= Beginning of Section =

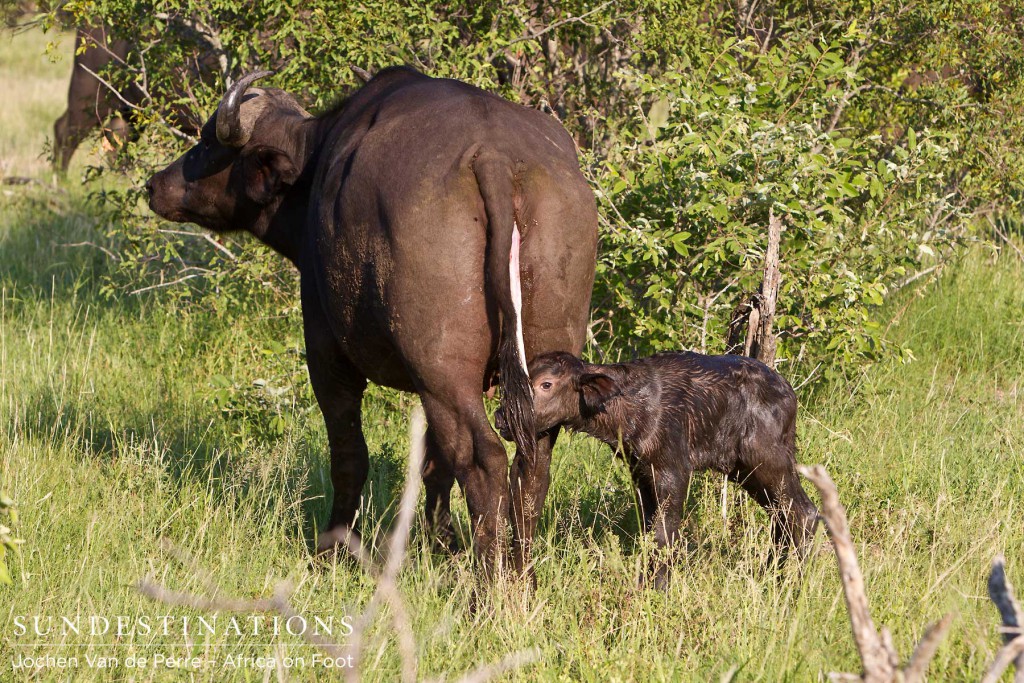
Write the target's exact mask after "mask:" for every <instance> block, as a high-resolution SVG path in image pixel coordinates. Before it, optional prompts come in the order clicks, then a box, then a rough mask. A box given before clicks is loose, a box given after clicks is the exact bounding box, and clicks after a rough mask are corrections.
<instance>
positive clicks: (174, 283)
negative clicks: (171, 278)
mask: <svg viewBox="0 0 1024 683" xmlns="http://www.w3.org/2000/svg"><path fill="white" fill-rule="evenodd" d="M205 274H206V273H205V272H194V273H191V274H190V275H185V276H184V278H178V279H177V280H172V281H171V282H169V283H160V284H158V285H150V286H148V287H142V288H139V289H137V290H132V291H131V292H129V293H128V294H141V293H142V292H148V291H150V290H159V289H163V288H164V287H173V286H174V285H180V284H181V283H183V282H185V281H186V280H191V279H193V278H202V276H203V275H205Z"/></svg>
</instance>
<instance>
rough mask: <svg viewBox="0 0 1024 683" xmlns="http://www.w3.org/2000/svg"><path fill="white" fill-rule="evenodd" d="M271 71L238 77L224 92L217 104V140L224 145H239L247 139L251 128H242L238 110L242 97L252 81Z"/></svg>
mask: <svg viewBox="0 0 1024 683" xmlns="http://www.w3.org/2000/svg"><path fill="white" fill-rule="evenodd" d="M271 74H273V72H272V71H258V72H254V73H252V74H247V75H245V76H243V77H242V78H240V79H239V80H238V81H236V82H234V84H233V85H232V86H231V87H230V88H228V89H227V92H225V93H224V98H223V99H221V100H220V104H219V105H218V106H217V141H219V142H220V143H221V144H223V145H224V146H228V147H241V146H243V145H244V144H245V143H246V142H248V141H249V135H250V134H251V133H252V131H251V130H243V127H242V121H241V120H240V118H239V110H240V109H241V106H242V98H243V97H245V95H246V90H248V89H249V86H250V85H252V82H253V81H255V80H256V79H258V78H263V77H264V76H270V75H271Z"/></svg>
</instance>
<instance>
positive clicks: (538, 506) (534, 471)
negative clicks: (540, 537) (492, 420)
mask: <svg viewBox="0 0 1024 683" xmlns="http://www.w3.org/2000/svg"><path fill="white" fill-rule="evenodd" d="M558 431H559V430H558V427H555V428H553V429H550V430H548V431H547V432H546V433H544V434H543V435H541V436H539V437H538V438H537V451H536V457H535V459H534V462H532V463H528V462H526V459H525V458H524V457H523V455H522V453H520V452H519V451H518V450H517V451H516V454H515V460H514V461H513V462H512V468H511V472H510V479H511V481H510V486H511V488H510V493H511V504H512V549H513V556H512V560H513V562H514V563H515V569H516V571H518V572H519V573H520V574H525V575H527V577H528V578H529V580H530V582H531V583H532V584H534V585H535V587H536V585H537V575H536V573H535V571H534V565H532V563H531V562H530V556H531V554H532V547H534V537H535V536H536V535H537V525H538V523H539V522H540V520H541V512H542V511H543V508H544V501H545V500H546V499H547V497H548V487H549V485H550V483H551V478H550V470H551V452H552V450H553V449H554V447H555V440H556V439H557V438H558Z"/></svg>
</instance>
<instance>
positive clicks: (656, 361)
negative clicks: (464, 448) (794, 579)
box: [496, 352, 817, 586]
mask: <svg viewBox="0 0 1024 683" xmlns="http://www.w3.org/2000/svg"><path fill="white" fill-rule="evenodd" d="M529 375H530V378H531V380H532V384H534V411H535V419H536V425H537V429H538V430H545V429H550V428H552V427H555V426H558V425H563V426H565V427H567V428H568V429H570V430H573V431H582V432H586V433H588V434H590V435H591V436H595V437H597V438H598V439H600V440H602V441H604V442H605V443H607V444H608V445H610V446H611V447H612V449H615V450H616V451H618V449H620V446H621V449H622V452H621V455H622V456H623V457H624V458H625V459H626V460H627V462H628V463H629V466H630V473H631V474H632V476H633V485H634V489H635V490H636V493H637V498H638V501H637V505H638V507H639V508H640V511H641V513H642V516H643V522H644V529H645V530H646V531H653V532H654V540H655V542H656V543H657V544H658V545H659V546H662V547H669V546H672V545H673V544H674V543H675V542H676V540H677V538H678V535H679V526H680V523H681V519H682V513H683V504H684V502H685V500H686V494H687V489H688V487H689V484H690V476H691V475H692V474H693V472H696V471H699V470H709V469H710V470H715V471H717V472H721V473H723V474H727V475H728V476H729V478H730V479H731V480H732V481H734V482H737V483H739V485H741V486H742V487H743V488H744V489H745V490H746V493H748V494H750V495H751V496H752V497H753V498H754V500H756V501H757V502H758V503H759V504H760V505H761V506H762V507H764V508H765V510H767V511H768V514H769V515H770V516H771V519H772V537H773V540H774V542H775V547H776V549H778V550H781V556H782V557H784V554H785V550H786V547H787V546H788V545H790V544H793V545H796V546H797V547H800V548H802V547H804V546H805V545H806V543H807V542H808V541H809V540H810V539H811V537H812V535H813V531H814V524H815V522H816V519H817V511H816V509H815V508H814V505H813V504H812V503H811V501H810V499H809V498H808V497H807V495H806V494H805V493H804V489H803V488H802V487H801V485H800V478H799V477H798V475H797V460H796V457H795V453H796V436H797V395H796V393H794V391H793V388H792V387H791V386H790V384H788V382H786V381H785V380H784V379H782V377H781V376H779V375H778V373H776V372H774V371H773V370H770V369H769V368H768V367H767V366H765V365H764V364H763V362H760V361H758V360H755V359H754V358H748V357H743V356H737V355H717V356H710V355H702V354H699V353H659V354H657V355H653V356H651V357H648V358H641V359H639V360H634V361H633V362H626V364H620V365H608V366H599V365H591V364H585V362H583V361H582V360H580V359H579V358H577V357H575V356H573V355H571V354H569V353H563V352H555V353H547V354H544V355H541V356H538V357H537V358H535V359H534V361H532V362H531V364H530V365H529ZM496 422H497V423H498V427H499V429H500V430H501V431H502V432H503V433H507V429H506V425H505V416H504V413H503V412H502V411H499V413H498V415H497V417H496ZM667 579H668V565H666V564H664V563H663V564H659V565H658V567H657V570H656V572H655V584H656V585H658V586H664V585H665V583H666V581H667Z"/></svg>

= End of Section =

Arrange each line of the listing above as a Markdown table with the columns Row and Line, numbering the rows and omitting blank lines. Leave the pictures out of the table.

| Row | Line |
|---|---|
| 1 | Write the target's exact mask after "mask:" for every <instance> block, as a high-resolution SVG path in image pixel coordinates. Before it, optional prompts come in the order clicks, then a box, then a rough mask. A box given before clicks is loose, a box given after clicks is the exact bounding box, and clicks after a rough mask are corrections. |
| 2 | <instance> |
| 3 | positive clicks: (174, 283) |
| 4 | negative clicks: (171, 278) |
| 5 | mask: <svg viewBox="0 0 1024 683" xmlns="http://www.w3.org/2000/svg"><path fill="white" fill-rule="evenodd" d="M205 274H206V273H205V272H194V273H191V274H190V275H185V276H184V278H178V279H177V280H172V281H171V282H169V283H160V284H158V285H150V286H148V287H142V288H139V289H137V290H132V291H131V292H129V293H128V294H141V293H142V292H148V291H150V290H159V289H163V288H164V287H173V286H174V285H180V284H181V283H183V282H185V281H186V280H191V279H193V278H202V276H203V275H205Z"/></svg> |
| 6 | </instance> |
| 7 | <instance> |
| 8 | rough mask: <svg viewBox="0 0 1024 683" xmlns="http://www.w3.org/2000/svg"><path fill="white" fill-rule="evenodd" d="M271 71L238 77L224 92L217 104V140L224 145H239L247 139L251 128H242L238 110L242 97L252 81Z"/></svg> |
| 9 | mask: <svg viewBox="0 0 1024 683" xmlns="http://www.w3.org/2000/svg"><path fill="white" fill-rule="evenodd" d="M271 74H273V72H272V71H258V72H254V73H252V74H247V75H245V76H243V77H242V78H240V79H239V80H238V81H236V82H234V84H233V85H232V86H231V87H230V88H228V89H227V92H225V93H224V98H223V99H221V100H220V104H219V105H218V106H217V141H219V142H220V143H221V144H223V145H224V146H228V147H241V146H243V145H244V144H245V143H246V142H248V141H249V135H250V134H251V133H252V131H251V130H243V127H242V121H241V120H240V118H239V110H240V109H241V106H242V98H243V97H245V95H246V90H248V89H249V86H250V85H252V82H253V81H255V80H256V79H258V78H263V77H264V76H270V75H271Z"/></svg> |
| 10 | </instance> |
| 11 | <instance> |
| 12 | positive clicks: (538, 506) (534, 471) |
| 13 | negative clicks: (540, 537) (492, 420) |
| 14 | mask: <svg viewBox="0 0 1024 683" xmlns="http://www.w3.org/2000/svg"><path fill="white" fill-rule="evenodd" d="M558 431H559V430H558V427H555V428H553V429H550V430H548V431H547V432H546V433H544V434H543V435H541V436H539V437H538V438H537V451H536V457H535V459H534V462H532V463H528V462H526V459H525V458H524V457H523V455H522V453H520V452H519V451H518V450H517V451H516V454H515V460H514V461H513V462H512V468H511V472H510V479H511V481H510V486H511V488H510V493H511V504H512V549H513V556H512V560H513V562H514V563H515V569H516V571H518V572H519V573H520V574H525V575H527V577H528V578H529V580H530V582H531V583H532V584H534V585H535V587H536V585H537V575H536V573H535V571H534V565H532V563H531V562H530V556H531V554H532V547H534V537H535V536H536V535H537V525H538V523H539V522H540V520H541V512H542V511H543V508H544V501H545V500H546V499H547V497H548V487H549V485H550V483H551V478H550V470H551V452H552V450H553V449H554V447H555V440H556V439H557V438H558Z"/></svg> |
| 15 | </instance> |
| 16 | <instance> |
| 17 | positive clicks: (656, 361) |
| 18 | negative clicks: (464, 448) (794, 579) |
| 19 | box: [496, 352, 817, 586] |
| 20 | mask: <svg viewBox="0 0 1024 683" xmlns="http://www.w3.org/2000/svg"><path fill="white" fill-rule="evenodd" d="M529 375H530V378H531V380H532V384H534V411H535V419H536V425H537V429H538V430H545V429H550V428H552V427H555V426H558V425H563V426H565V427H567V428H568V429H570V430H573V431H582V432H586V433H588V434H590V435H591V436H595V437H597V438H598V439H600V440H602V441H604V442H605V443H607V444H608V445H610V446H611V447H612V449H615V450H616V451H618V449H620V446H621V449H622V452H621V455H622V456H623V457H624V458H625V459H626V460H627V462H628V463H629V466H630V473H631V474H632V476H633V485H634V489H635V490H636V493H637V498H638V501H637V505H638V507H639V508H640V511H641V513H642V516H643V522H644V529H645V530H646V531H653V532H654V540H655V542H656V543H657V544H658V545H659V546H662V547H669V546H672V545H673V544H674V543H675V542H676V540H677V538H678V535H679V526H680V523H681V519H682V513H683V504H684V502H685V500H686V494H687V489H688V487H689V484H690V476H691V475H692V474H693V472H696V471H699V470H709V469H710V470H715V471H717V472H721V473H723V474H727V475H728V476H729V478H730V479H731V480H732V481H734V482H737V483H739V485H741V486H742V487H743V488H744V489H745V490H746V493H748V494H750V495H751V496H752V497H753V498H754V500H756V501H757V502H758V503H759V504H760V505H761V506H762V507H764V508H765V510H767V511H768V514H769V515H770V516H771V519H772V537H773V540H774V542H775V547H776V549H778V550H781V556H782V557H784V554H785V550H786V547H787V546H788V545H790V544H793V545H796V546H797V547H800V548H802V547H804V546H805V545H806V543H807V542H808V541H809V540H810V539H811V537H812V535H813V531H814V524H815V522H816V519H817V511H816V509H815V508H814V505H813V504H812V503H811V501H810V499H809V498H808V497H807V495H806V494H805V493H804V489H803V488H802V487H801V485H800V478H799V477H798V475H797V460H796V457H795V453H796V436H797V395H796V393H794V391H793V388H792V387H791V386H790V384H788V382H786V381H785V380H784V379H782V377H781V376H779V375H778V373H776V372H774V371H773V370H770V369H769V368H768V367H767V366H765V365H764V364H763V362H760V361H758V360H755V359H754V358H748V357H743V356H737V355H717V356H710V355H702V354H699V353H659V354H657V355H653V356H651V357H648V358H641V359H639V360H634V361H633V362H626V364H620V365H608V366H599V365H591V364H585V362H583V361H582V360H580V359H579V358H577V357H575V356H573V355H571V354H569V353H563V352H555V353H547V354H544V355H541V356H538V357H537V358H535V359H534V361H532V362H531V364H530V365H529ZM496 422H497V423H498V427H499V429H500V430H501V431H502V432H503V433H507V429H506V425H505V416H504V413H503V412H502V411H499V413H498V415H497V417H496ZM667 579H668V565H666V564H664V563H663V564H659V565H658V567H657V570H656V572H655V584H656V585H658V586H664V585H665V583H666V581H667Z"/></svg> |